#### EXCERPT
########
-ELS, -ELLAS, AND -ETTES, Part I: Why some word counts are harder to sell than others
First, a hypothetical anecdote:
Inside the lobby of Literary Agency A, a first time author sits and waits. We’ll call her E.W., because gender-neutralizing initials are hip. In one sweaty palm, she’s got a plastic cup of water the receptionist brought her—not because she asked for it, but because she looked like she needed it. Her other rests atop her manuscript, which sits on her lap—a brilliant, svelte, 30,000-word narrative that will be the greatest fiction debut in recent memory; an absolute triumph of voice; a masterful demonstration of control far beyond her years (all her MFA fellows and magazine editor friends said so). She crosses her legs, and then uncrosses her legs, and wonders if that drink at the bar around the corner was a good idea—if she, despite the tic-tacs, still stinks of vodka.
After a solid forty-five minutes, she is led into an office. Sitting across from her is a man of indeterminate age. He looks tired—his tuberous nose segues into a frown that, judging by the deep creases surrounding it, appears to be his default expression. But, we’ll see if she can’t change that! She slides her cover letter across the desk, summarizing her relatively impressive publishing record, along with the fact that she’s been nominated for the Puschcart three—three!—times, and was short-listed for an O. Henry. With measured modesty, she explains that she studied under _________ in the MFA program at _________.
The man smiles when she says this name, and it is an ambiguous smile, but he doesn’t say anything. So she asks, stupidly perhaps, if he’s familiar with that author. And of course, of course he is. An awkward pause follows before he clears his throat and raises his eyebrows. Well?
He likes her, though; she can tell. She’s terribly charming, when she has to be. Oh, and her grandfather! He sort of knows Saul Bellow’s son. This elicits a chuckle, a small shake of the shoulders. But then he’s looking at her again: Well?
It’s her turn to clear her throat. She begins with, “Now, I’m aware that, historically, novellas haven’t always—”
If our E.W. had, up to that point, managed to mildly arouse the agent’s interest, one would be hard pressed to find a more efficient method of obliterating that interest than introducing the word “novella” into the conversation. If “vampire series” is the closest thing to publishers’ Viagra, nothing deflates them more than the word “novella.” And before our poor E.W. can explain that, despite a lack of precedence, this novella is the real thing, she finds herself, with remarkable swiftness, back on the barstool at the very establishment she’d graced two hours earlier.
########
#### DATASET RECORDS
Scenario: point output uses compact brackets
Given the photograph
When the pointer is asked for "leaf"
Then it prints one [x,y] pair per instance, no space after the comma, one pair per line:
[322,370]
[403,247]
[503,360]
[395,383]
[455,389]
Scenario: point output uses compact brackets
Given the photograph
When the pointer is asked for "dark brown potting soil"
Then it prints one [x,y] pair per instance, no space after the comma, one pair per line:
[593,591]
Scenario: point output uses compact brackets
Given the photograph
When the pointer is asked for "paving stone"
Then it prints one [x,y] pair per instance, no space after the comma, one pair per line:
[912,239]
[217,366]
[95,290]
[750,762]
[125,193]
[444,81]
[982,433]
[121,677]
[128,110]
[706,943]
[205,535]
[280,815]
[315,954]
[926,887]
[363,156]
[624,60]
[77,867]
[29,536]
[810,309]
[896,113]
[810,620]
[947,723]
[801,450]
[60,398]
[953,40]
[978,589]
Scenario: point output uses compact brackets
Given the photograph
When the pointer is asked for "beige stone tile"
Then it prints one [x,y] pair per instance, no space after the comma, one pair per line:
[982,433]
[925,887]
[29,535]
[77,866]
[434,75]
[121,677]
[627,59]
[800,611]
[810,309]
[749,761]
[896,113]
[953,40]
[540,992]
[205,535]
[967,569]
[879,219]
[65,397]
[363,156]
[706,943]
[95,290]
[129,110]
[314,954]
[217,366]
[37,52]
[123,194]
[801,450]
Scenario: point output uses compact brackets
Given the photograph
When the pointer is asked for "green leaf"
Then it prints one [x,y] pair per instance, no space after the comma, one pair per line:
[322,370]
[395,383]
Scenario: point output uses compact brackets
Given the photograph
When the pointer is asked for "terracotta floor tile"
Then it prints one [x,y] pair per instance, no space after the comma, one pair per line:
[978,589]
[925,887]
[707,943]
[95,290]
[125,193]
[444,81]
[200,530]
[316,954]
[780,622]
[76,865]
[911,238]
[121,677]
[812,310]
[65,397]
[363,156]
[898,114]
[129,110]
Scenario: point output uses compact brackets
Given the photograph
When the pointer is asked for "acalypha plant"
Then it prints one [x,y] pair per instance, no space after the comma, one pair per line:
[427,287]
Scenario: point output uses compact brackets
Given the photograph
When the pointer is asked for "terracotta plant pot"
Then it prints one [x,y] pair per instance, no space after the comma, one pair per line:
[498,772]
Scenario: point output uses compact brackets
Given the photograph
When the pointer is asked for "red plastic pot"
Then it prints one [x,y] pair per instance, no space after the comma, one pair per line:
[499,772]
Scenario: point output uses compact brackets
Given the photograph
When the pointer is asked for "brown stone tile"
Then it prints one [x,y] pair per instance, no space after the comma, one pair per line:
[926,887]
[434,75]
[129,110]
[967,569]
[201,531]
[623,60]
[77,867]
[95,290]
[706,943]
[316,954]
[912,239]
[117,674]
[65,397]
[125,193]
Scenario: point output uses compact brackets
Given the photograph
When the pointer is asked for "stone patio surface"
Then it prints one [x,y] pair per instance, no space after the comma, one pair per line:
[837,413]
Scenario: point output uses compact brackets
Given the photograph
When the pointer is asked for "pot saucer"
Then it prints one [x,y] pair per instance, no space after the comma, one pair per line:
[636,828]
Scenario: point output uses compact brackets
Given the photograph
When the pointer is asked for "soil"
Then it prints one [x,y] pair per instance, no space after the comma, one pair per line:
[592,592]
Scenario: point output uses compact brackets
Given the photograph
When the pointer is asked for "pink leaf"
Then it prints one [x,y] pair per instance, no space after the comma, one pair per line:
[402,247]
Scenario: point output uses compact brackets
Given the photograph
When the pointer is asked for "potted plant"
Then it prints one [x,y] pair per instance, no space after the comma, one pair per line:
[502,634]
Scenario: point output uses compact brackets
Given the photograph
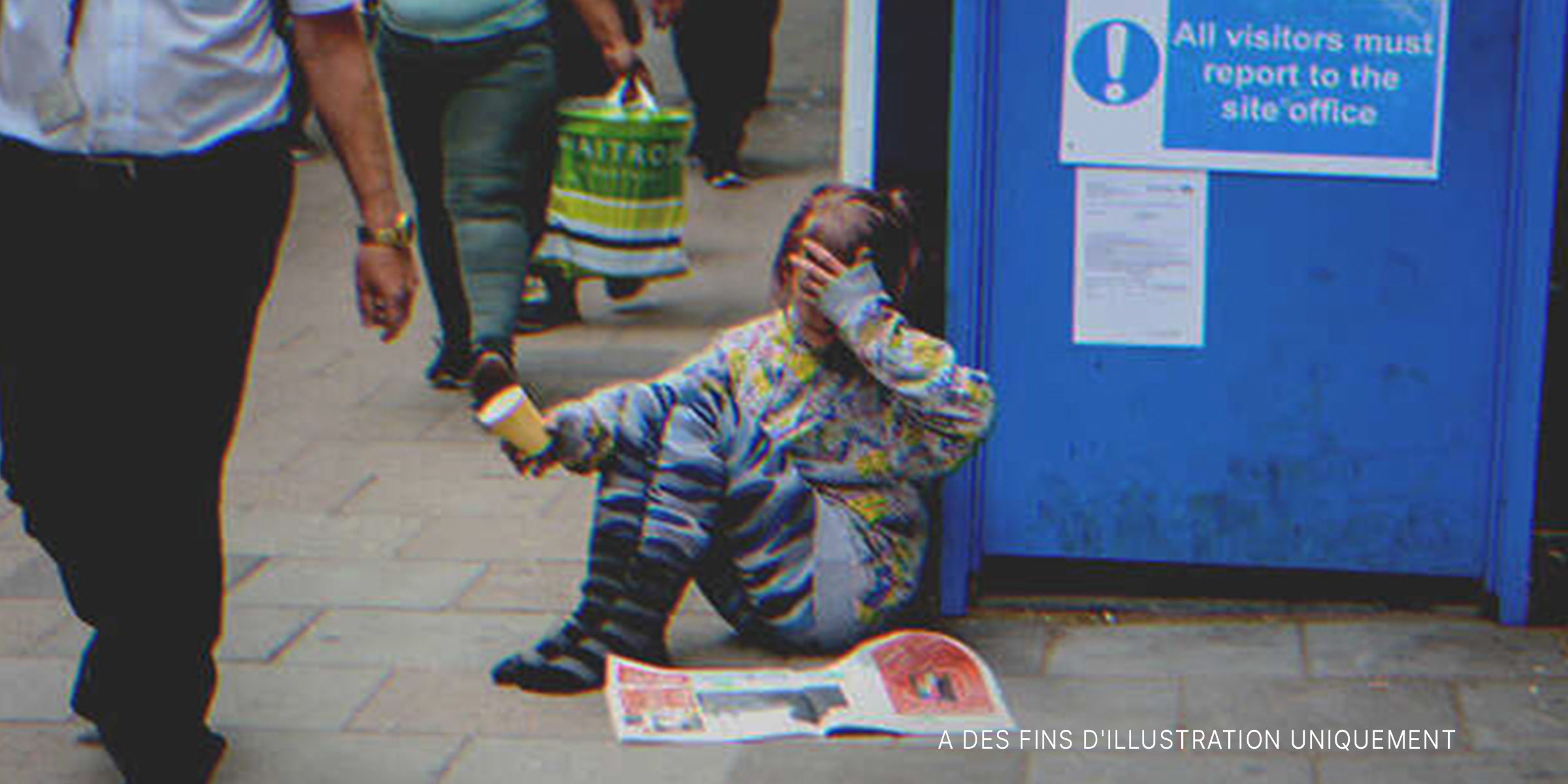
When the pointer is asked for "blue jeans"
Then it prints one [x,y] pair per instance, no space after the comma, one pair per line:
[476,129]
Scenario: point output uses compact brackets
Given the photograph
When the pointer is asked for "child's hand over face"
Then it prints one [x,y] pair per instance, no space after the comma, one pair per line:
[816,269]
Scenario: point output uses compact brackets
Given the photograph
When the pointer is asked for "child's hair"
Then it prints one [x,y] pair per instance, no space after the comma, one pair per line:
[849,220]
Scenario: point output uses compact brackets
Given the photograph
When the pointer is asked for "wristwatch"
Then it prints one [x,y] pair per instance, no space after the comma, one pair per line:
[397,236]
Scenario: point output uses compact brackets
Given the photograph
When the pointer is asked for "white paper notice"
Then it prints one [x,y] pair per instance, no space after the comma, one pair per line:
[1137,257]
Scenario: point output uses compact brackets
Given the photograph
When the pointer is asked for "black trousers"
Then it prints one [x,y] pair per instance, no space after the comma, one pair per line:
[725,52]
[129,294]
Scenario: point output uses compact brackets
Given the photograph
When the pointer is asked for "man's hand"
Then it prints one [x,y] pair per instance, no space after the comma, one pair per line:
[665,12]
[386,281]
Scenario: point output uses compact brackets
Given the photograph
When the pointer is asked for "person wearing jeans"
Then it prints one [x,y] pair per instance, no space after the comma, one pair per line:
[471,88]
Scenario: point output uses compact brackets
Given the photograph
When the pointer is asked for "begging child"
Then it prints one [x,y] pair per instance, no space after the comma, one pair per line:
[781,469]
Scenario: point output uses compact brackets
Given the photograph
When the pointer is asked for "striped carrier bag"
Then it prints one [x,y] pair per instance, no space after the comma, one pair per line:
[618,200]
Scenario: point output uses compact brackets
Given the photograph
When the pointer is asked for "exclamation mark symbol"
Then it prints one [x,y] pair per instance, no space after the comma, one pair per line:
[1115,61]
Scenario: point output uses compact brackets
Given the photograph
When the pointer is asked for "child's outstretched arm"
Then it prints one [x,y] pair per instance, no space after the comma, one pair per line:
[941,406]
[589,430]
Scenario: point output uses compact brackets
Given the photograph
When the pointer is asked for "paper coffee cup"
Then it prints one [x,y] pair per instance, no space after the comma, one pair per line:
[512,416]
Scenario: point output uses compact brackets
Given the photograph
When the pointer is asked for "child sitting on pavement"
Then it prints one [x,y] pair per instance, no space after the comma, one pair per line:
[781,469]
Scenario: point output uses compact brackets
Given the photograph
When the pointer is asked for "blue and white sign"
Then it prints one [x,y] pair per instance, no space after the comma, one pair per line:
[1305,87]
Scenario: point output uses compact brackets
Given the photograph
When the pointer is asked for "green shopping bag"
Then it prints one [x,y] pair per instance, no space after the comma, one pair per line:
[618,200]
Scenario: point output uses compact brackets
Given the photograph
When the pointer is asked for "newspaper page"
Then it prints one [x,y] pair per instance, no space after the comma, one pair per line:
[902,683]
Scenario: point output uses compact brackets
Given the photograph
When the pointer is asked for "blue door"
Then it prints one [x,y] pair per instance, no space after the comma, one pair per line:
[1366,393]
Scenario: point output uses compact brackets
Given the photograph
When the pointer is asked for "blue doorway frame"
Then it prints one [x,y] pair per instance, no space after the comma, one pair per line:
[1531,190]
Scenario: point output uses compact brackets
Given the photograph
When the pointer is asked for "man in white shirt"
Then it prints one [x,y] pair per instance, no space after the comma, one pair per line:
[146,187]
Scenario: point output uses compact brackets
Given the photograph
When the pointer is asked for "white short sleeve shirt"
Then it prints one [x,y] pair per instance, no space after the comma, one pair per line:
[154,77]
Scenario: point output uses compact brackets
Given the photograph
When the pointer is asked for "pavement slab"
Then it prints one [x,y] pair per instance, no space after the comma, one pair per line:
[875,762]
[1518,767]
[1178,649]
[1292,708]
[1076,704]
[250,634]
[292,696]
[436,640]
[27,623]
[1012,644]
[357,582]
[1517,714]
[1445,648]
[488,761]
[1167,767]
[35,689]
[335,758]
[273,534]
[504,538]
[51,755]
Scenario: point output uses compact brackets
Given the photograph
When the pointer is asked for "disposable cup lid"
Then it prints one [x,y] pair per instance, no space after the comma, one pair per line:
[500,406]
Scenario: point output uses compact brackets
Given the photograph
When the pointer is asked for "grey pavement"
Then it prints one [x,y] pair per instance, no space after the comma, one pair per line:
[383,555]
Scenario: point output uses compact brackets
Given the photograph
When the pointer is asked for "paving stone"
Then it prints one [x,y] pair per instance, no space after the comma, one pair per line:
[499,538]
[469,642]
[1012,645]
[1517,767]
[427,498]
[1090,704]
[292,696]
[408,460]
[1454,648]
[335,758]
[318,535]
[359,424]
[871,764]
[488,761]
[264,449]
[449,703]
[257,634]
[250,634]
[295,491]
[33,578]
[1517,714]
[35,689]
[357,582]
[1167,767]
[527,585]
[51,755]
[1294,708]
[1178,649]
[25,623]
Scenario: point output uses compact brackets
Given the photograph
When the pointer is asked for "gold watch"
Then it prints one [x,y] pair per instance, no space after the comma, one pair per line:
[397,236]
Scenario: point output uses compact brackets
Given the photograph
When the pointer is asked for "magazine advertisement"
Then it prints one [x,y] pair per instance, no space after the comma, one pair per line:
[900,683]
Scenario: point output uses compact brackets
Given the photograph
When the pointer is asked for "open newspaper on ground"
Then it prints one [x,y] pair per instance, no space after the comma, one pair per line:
[900,683]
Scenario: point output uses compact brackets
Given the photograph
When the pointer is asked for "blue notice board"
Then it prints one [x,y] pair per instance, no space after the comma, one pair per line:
[1307,87]
[1369,383]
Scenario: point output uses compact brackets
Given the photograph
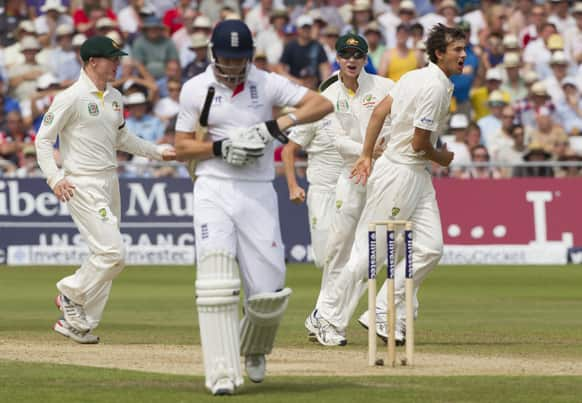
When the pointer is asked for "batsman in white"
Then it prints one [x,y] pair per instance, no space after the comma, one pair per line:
[354,93]
[236,219]
[88,119]
[400,187]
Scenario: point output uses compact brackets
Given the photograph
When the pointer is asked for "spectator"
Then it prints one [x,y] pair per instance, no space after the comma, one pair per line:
[574,36]
[14,14]
[464,81]
[213,8]
[480,96]
[569,109]
[153,49]
[131,19]
[535,153]
[304,53]
[514,85]
[546,132]
[479,155]
[459,125]
[513,155]
[23,76]
[570,171]
[14,137]
[528,109]
[140,121]
[174,17]
[502,138]
[401,59]
[13,54]
[198,45]
[271,40]
[538,17]
[168,107]
[55,14]
[553,83]
[491,123]
[86,17]
[473,135]
[65,63]
[34,108]
[258,18]
[376,49]
[201,25]
[560,16]
[537,51]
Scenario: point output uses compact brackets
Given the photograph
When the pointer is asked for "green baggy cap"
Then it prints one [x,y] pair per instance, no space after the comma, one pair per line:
[351,41]
[100,46]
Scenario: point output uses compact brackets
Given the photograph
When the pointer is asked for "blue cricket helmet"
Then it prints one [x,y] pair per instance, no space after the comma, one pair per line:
[232,39]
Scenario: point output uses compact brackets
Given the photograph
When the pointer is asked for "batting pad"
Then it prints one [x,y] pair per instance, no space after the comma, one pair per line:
[263,313]
[217,298]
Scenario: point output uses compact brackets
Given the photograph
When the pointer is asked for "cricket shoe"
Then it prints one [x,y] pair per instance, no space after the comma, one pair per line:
[255,366]
[223,387]
[382,328]
[312,324]
[65,329]
[74,313]
[328,335]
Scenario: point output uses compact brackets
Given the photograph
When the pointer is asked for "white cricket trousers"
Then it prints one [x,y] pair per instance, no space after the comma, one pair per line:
[349,202]
[241,218]
[392,186]
[96,210]
[320,210]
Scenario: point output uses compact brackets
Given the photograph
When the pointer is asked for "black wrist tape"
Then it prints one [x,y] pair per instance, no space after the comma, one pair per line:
[217,148]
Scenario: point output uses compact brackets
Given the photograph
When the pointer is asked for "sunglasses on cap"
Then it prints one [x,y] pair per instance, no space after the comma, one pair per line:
[349,53]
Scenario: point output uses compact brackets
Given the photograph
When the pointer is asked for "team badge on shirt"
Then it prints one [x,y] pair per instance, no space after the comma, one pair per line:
[93,109]
[48,118]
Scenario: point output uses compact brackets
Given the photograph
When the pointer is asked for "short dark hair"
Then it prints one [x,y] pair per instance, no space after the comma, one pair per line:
[440,37]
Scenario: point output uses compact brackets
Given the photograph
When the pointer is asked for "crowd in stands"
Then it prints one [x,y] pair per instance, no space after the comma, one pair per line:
[518,98]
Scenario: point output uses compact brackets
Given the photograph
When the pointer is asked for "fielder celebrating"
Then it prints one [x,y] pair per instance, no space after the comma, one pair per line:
[354,93]
[401,185]
[235,206]
[88,120]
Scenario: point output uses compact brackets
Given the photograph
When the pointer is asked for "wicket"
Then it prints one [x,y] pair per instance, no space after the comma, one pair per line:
[409,285]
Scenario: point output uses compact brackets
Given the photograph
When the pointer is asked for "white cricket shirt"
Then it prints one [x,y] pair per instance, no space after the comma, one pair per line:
[90,128]
[248,105]
[421,99]
[323,161]
[353,111]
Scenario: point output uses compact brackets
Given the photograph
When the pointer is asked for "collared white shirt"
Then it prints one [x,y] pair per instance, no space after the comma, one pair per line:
[232,111]
[323,160]
[421,99]
[353,111]
[90,128]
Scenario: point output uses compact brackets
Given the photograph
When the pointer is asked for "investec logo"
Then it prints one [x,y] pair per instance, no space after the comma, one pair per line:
[157,202]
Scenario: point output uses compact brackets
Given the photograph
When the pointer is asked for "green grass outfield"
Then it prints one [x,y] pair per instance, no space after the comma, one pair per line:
[533,312]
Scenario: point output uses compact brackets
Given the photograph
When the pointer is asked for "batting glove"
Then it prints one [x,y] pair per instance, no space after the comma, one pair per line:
[265,132]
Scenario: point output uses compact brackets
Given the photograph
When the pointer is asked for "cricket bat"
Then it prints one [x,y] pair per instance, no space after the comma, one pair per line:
[202,128]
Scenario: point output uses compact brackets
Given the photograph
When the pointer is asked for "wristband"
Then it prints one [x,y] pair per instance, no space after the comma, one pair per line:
[217,148]
[293,118]
[274,131]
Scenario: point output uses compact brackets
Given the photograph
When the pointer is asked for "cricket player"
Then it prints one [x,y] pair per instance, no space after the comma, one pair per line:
[354,93]
[323,168]
[88,120]
[401,185]
[236,221]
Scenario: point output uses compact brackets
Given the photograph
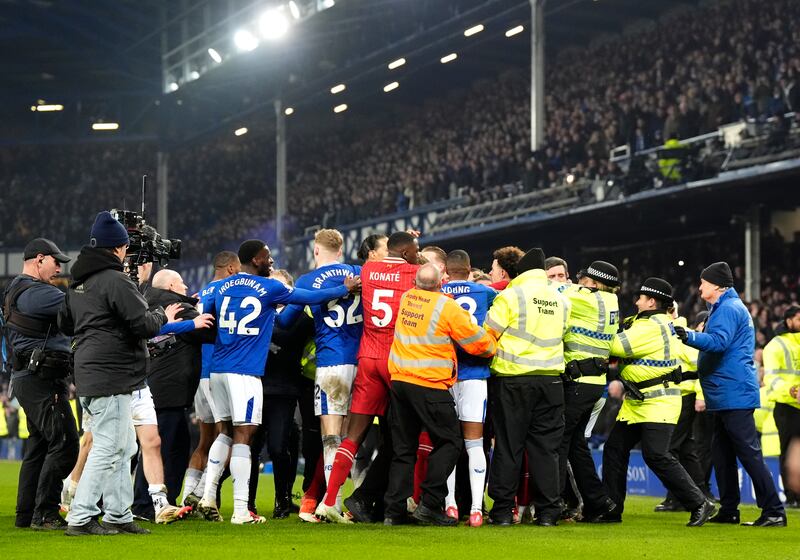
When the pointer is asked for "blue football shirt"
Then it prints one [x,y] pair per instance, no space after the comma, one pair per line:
[476,299]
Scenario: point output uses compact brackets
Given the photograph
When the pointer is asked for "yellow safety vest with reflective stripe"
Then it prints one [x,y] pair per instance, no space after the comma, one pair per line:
[593,321]
[688,361]
[647,350]
[765,424]
[22,429]
[781,361]
[528,319]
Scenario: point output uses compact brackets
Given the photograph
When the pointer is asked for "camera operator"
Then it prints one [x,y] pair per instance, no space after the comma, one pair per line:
[173,380]
[40,366]
[109,320]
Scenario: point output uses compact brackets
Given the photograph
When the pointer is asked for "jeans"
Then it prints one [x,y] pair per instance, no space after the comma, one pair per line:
[108,469]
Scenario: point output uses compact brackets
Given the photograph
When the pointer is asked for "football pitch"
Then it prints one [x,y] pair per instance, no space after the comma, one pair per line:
[643,534]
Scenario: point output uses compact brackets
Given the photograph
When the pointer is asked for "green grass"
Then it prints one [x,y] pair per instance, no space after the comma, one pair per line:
[643,534]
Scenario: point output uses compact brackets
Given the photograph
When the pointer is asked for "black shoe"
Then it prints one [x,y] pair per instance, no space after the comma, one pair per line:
[130,527]
[92,528]
[545,521]
[768,521]
[282,508]
[428,516]
[701,514]
[360,512]
[49,522]
[729,518]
########
#### LIST OF TASKS
1 – Answer these questions using the essay on novellas.
(a) How many words long is E.W.'s manuscript?
(b) How long does E.W. wait before she is led into an office?
(c) Whom does E.W.'s grandfather sort of know?
2 – Quote the essay on novellas word for word, from "The man smiles" up to and including "his eyebrows. Well?".
3 – Carry on writing the essay on novellas from the point where it ends.

#### OUTPUTS
1 –
(a) 30,000 words
(b) A solid forty-five minutes
(c) Saul Bellow's son

2 –
The man smiles when she says this name, and it is an ambiguous smile, but he doesn’t say anything. So she asks, stupidly perhaps, if he’s familiar with that author. And of course, of course he is. An awkward pause follows before he clears his throat and raises his eyebrows. Well?

3 –
That a work of fiction in the 17,000-40,000-word range (and this range is fluid and debatable) is a difficult length to sell to publishers has been an accepted fact for decades. With the exception of a handful of titles by literary heavyweights of the mid 20th century—Steinbeck’s Of Mice and Men (1937) and The Pearl (1947), Hemingway’s Old Man and the Sea (1952), Capote’s Breakfast at Tiffany’s (1958)—and a few predecessors (Stevenson’s Dr. Jekyll and Mr. Hyde, Conrad’s Heart of Darkness (1902), and Kafka’s The Metamorphosis (1915)), the novella, as a form, has never been terrifically viable. The general consensus is that it’s too short to be a novel, and too long to print in magazines, though interestingly enough, Breakfast at Tiffany’s, which anchored a book that contained three other short stories, was published in its entirety in Esquire in the November issue of that same year, and Annie Proulx’s Brokeback Mountain first appeared in the New Yorker in 1997 (though not in its expanded form; the full 64 pages was republished in the 1999 collection Close Range: Wyoming Stories.
If the novella isn’t amenable to magazine publication because of length, the reasoning for its absence in book form is less obvious. Taking into consideration the aforementioned titles, it’s not reasonable to suggest that the novella, as a form, has less potential to be a great work of fiction. How, then, is it determined that a work of 50,000 words is salable, and one of 40,000 words is not?
So, novellas don’t sell. But why don’t they sell?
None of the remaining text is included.